Raw records
┌──
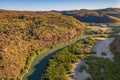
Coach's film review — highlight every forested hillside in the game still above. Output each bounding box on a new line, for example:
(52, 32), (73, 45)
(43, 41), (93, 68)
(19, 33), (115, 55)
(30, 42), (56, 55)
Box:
(0, 10), (84, 80)
(61, 8), (120, 23)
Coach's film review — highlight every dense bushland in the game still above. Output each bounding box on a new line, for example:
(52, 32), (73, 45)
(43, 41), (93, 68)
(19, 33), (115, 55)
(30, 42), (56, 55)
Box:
(0, 10), (84, 80)
(42, 37), (95, 80)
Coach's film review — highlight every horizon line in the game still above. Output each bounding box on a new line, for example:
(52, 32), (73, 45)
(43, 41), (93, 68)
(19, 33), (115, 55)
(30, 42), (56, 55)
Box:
(0, 7), (120, 12)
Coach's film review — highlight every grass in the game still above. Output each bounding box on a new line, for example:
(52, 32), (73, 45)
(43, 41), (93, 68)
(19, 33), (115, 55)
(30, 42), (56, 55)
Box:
(79, 65), (87, 72)
(102, 52), (107, 56)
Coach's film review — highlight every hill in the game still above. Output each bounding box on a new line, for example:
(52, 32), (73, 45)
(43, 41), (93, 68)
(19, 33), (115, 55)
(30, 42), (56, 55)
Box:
(61, 8), (120, 23)
(0, 10), (84, 80)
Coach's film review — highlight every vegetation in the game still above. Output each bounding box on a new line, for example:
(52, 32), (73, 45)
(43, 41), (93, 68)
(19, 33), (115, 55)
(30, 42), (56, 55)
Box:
(102, 52), (107, 56)
(62, 8), (120, 23)
(79, 65), (86, 72)
(0, 10), (84, 80)
(42, 37), (95, 80)
(86, 55), (120, 80)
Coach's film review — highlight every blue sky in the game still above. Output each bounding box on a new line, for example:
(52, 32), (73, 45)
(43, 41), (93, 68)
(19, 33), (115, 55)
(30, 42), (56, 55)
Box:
(0, 0), (120, 11)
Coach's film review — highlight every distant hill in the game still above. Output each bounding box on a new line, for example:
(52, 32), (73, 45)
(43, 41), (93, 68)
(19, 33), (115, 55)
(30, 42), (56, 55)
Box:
(61, 8), (120, 23)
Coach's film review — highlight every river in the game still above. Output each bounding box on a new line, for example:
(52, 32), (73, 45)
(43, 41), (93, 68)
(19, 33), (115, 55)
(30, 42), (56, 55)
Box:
(23, 36), (88, 80)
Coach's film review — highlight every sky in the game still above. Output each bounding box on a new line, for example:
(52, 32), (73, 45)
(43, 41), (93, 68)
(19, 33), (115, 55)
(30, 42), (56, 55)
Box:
(0, 0), (120, 11)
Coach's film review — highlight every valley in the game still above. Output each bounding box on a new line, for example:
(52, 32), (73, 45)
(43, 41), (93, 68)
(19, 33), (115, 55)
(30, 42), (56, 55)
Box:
(0, 8), (120, 80)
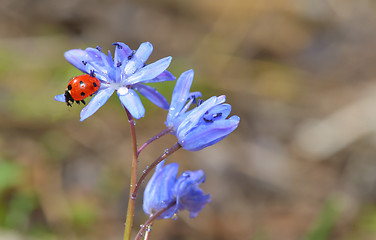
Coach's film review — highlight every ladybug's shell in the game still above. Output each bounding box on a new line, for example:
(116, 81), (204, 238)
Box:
(66, 74), (101, 101)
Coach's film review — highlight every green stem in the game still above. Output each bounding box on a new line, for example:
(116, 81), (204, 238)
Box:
(134, 201), (176, 240)
(123, 106), (138, 240)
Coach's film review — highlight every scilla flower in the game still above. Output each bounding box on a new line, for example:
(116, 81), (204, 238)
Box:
(55, 42), (175, 121)
(165, 70), (240, 151)
(143, 161), (210, 218)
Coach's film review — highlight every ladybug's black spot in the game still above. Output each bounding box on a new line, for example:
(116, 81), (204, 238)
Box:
(204, 118), (213, 123)
(112, 43), (123, 49)
(89, 70), (95, 77)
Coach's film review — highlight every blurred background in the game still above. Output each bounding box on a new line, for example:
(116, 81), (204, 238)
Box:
(0, 0), (376, 240)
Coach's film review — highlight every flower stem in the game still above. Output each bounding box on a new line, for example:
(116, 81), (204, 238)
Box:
(123, 106), (138, 240)
(137, 128), (172, 155)
(134, 201), (176, 240)
(131, 143), (181, 199)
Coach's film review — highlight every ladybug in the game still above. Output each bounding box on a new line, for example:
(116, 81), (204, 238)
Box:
(64, 74), (101, 107)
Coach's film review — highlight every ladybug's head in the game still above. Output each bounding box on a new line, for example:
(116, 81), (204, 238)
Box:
(64, 89), (74, 107)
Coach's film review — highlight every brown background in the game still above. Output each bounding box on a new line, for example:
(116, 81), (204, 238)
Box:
(0, 0), (376, 240)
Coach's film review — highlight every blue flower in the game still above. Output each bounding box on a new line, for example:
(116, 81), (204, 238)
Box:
(165, 70), (240, 151)
(55, 42), (175, 121)
(143, 161), (210, 218)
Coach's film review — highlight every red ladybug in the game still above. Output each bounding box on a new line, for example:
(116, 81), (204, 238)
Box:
(64, 74), (101, 107)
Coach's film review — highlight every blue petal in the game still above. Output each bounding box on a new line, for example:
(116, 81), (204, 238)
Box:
(167, 69), (194, 122)
(143, 70), (176, 83)
(112, 42), (133, 67)
(175, 170), (210, 218)
(117, 87), (145, 119)
(125, 57), (172, 85)
(124, 42), (153, 76)
(179, 116), (240, 151)
(133, 84), (169, 109)
(80, 88), (115, 121)
(143, 161), (179, 218)
(55, 94), (65, 102)
(178, 96), (218, 140)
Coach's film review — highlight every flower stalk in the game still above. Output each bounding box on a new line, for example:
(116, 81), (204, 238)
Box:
└──
### Exercise directions
Reproduce the lines above word for word, omitting the pictures.

### Reply
Coach's film review — highlight every forested hillside in the game still above. Output each bounding box on a new line, for example:
(52, 32), (73, 45)
(43, 41), (93, 68)
(19, 33), (115, 55)
(30, 42), (56, 55)
Box:
(0, 10), (84, 80)
(61, 8), (120, 23)
Coach's film review — highlight every dense bushland in the game still above. Output each bounding box on a new line, for example:
(52, 32), (73, 45)
(43, 41), (93, 68)
(19, 33), (115, 55)
(30, 42), (56, 55)
Box:
(0, 10), (84, 80)
(42, 37), (95, 80)
Coach's film review — highlight every horizon line in the game still above. Output each bounding box on a new line, for example:
(52, 32), (73, 45)
(43, 41), (93, 68)
(19, 33), (115, 55)
(30, 42), (56, 55)
Box:
(0, 7), (120, 12)
Coach's film review — highlight every grass in the game still above. Output each bounding box on a new line, for example:
(52, 32), (73, 45)
(43, 41), (93, 68)
(19, 33), (115, 55)
(30, 42), (56, 55)
Box:
(79, 65), (87, 72)
(102, 52), (107, 56)
Coach's film review — highlight every hill in the game still above. Output each bounding box on a new line, for example:
(52, 32), (73, 45)
(43, 41), (93, 68)
(19, 33), (115, 55)
(30, 42), (56, 55)
Box:
(61, 8), (120, 23)
(0, 10), (84, 80)
Coach's film review — highlight every vegetation in the game still above. Output each bounding box on a new line, for example:
(52, 32), (73, 45)
(43, 41), (93, 68)
(19, 33), (115, 55)
(30, 42), (56, 55)
Box:
(102, 52), (107, 56)
(62, 8), (120, 23)
(79, 65), (86, 72)
(0, 10), (84, 80)
(42, 37), (95, 80)
(86, 55), (120, 80)
Coach's film review — highlight every blue sky in the game still above. Output each bounding box on a new line, for example:
(52, 32), (73, 45)
(43, 41), (93, 68)
(19, 33), (115, 55)
(30, 42), (56, 55)
Box:
(0, 0), (120, 11)
Coach's film review — highlight every distant hill in the game still above. Output each bounding box on a new line, for example:
(52, 32), (73, 45)
(43, 41), (93, 68)
(19, 33), (115, 55)
(30, 42), (56, 55)
Box:
(61, 8), (120, 23)
Coach's film review — highlight every river in the game still above. Output each bounding box on a new line, for example:
(52, 32), (73, 45)
(43, 41), (93, 68)
(19, 33), (115, 55)
(30, 42), (56, 55)
Box:
(23, 36), (88, 80)
Coach's film review — highlight every sky in the game still above. Output each bounding box on a new line, for example:
(52, 32), (73, 45)
(43, 41), (93, 68)
(19, 33), (115, 55)
(30, 42), (56, 55)
Box:
(0, 0), (120, 11)
Coach's film review — highlight every valley in the game still above. Output each bounding box on a new line, for example:
(52, 32), (73, 45)
(43, 41), (93, 68)
(19, 33), (115, 55)
(30, 42), (56, 55)
Box:
(0, 8), (120, 80)
Coach's film review — highlight every ladybug's shell in the game still above. Output each bounding box on a new line, for example:
(116, 81), (204, 238)
Box:
(66, 74), (101, 101)
Coach's film review — highlight every green stem in the game still above. Output each bounding box on a new line, for example:
(116, 81), (204, 238)
Box:
(134, 201), (176, 240)
(123, 106), (138, 240)
Coach's film review — highlight every scilla flower in the game still above. Output each bounding box on a new line, for example:
(116, 81), (204, 238)
Box:
(55, 42), (175, 121)
(165, 70), (240, 151)
(143, 161), (210, 218)
Coach's film review — highlight every ladybug's black spot in the game still above. Output each bounding box on a new line, for example:
(116, 81), (204, 238)
Box:
(204, 118), (213, 123)
(112, 43), (123, 49)
(89, 70), (95, 77)
Coach's film review — highlight every blurred background in the game still above. Output each bounding box on a new line, for example:
(116, 81), (204, 238)
Box:
(0, 0), (376, 240)
Coach's film review — highlight every flower stem in the game still above. Output each bounding box on a new line, for example:
(116, 81), (204, 238)
Box:
(123, 106), (138, 240)
(137, 128), (172, 155)
(134, 201), (176, 240)
(131, 143), (181, 199)
Coach's film review — highlight every ladybug in the game still above. Output each bounding box on a new line, for example:
(116, 81), (204, 238)
Box:
(64, 74), (101, 107)
Coach's film review — highlight every ladybug's head in the game still above. Output each bounding box on a new line, for example:
(116, 81), (204, 238)
Box:
(64, 89), (74, 107)
Coach's film review — highlight every brown background in the game still above. Output each bounding box on a new line, for example:
(116, 81), (204, 238)
Box:
(0, 0), (376, 240)
Coach's film review — highlight every blue flower in the game still above. Output each bounding box on a new line, for example:
(116, 81), (204, 238)
Box:
(165, 70), (240, 151)
(55, 42), (175, 121)
(143, 161), (210, 218)
Coach's film review — highlight every red ladybug in the game still above. Output each bounding box on a new line, for example:
(116, 81), (204, 238)
Box:
(64, 74), (101, 107)
Coach's film review — highlight every blue petal in the game still above. Output each bounding box on a new line, for example:
(116, 81), (204, 238)
Box:
(167, 69), (194, 122)
(143, 70), (176, 83)
(112, 42), (133, 67)
(175, 170), (210, 218)
(117, 87), (145, 119)
(125, 57), (172, 85)
(124, 42), (153, 76)
(179, 116), (240, 151)
(133, 84), (169, 109)
(80, 88), (115, 121)
(143, 161), (179, 218)
(55, 94), (65, 102)
(178, 96), (218, 140)
Coach's film review — highlight every flower stalk in the game still above. Output each bounding box on a new line, for example:
(116, 81), (204, 238)
Box:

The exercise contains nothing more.